**PROBLEM DESCRIPTION:** Copy every line of the listing, requests included, starting with the line that contains "Class, locate every instance of the garden path" and going on through the end of the listing. Raise each coordinate in the answers by 6.

**THE RECORDS:**

....

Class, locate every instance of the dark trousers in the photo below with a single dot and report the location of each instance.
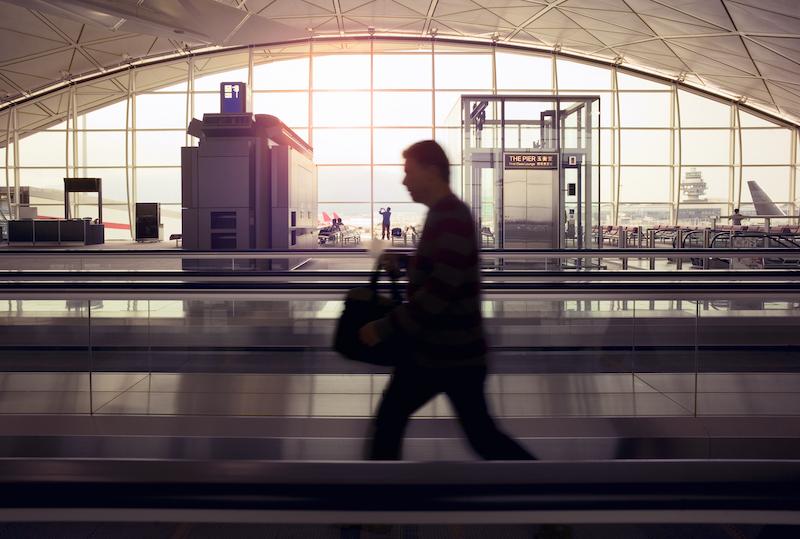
(411, 386)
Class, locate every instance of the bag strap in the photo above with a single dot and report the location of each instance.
(394, 287)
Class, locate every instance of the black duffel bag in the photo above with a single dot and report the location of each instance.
(361, 306)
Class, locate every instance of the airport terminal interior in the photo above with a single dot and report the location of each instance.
(188, 191)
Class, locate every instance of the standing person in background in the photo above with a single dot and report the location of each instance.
(387, 223)
(441, 321)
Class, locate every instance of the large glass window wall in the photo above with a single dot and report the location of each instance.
(361, 102)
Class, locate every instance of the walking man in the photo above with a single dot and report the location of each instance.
(442, 320)
(387, 223)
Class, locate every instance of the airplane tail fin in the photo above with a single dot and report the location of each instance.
(761, 200)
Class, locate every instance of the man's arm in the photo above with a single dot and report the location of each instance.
(450, 282)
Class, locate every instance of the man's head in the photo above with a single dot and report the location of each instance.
(427, 171)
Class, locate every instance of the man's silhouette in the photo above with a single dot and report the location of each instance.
(387, 223)
(442, 320)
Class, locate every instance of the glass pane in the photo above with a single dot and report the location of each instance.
(206, 103)
(401, 71)
(705, 183)
(644, 110)
(579, 76)
(774, 181)
(404, 216)
(644, 184)
(645, 215)
(450, 139)
(390, 143)
(114, 191)
(160, 110)
(448, 108)
(341, 146)
(606, 99)
(403, 108)
(109, 117)
(158, 185)
(341, 109)
(115, 217)
(343, 184)
(101, 148)
(159, 147)
(355, 215)
(44, 178)
(210, 83)
(699, 111)
(43, 149)
(281, 75)
(640, 147)
(707, 147)
(701, 215)
(523, 71)
(291, 108)
(603, 187)
(766, 146)
(342, 72)
(463, 71)
(389, 185)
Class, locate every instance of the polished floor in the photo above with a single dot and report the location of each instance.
(124, 530)
(357, 395)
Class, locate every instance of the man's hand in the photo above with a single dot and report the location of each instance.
(368, 334)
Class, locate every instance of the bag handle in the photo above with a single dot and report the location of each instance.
(394, 287)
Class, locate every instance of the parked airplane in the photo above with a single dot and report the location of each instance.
(761, 200)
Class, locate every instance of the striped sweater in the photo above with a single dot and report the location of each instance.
(442, 317)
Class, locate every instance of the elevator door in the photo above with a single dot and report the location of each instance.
(530, 207)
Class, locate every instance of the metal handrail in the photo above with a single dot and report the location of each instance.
(325, 276)
(635, 491)
(511, 254)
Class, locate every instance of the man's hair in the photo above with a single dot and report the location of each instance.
(429, 153)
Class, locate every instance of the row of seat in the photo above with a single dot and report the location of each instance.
(666, 233)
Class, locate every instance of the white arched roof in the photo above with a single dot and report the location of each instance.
(742, 49)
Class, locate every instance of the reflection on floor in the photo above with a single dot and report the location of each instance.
(87, 530)
(357, 395)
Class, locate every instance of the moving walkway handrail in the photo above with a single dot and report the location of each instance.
(180, 290)
(358, 276)
(695, 491)
(510, 254)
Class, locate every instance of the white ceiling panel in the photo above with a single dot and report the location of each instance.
(698, 40)
(754, 19)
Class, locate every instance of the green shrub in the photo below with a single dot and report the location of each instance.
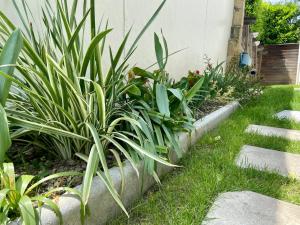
(8, 57)
(278, 23)
(252, 7)
(65, 101)
(16, 199)
(161, 105)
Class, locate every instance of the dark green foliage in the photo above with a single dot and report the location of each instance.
(278, 23)
(252, 7)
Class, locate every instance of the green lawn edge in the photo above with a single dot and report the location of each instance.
(209, 169)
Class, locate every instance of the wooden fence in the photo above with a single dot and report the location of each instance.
(280, 64)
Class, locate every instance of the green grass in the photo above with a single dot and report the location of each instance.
(209, 169)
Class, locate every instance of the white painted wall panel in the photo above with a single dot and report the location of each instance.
(202, 27)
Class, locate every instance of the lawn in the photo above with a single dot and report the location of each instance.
(187, 193)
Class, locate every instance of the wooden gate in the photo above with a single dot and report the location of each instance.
(280, 64)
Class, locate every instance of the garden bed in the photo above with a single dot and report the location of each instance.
(187, 194)
(135, 186)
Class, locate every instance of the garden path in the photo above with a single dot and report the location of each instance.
(250, 208)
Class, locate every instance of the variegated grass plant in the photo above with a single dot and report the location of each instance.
(8, 57)
(64, 102)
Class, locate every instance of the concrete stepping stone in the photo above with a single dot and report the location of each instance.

....

**REPLY:**
Class, locate every instance of the garden path in the photo above with a single dot and report the location of each instance.
(256, 214)
Class, locate every instance of the variegated grass plant in the photo above with a single dot and report the location of each instance.
(14, 63)
(70, 108)
Class, locate every instance of the concrete stepping stone in the photo above with a single dot and report the location of each instance.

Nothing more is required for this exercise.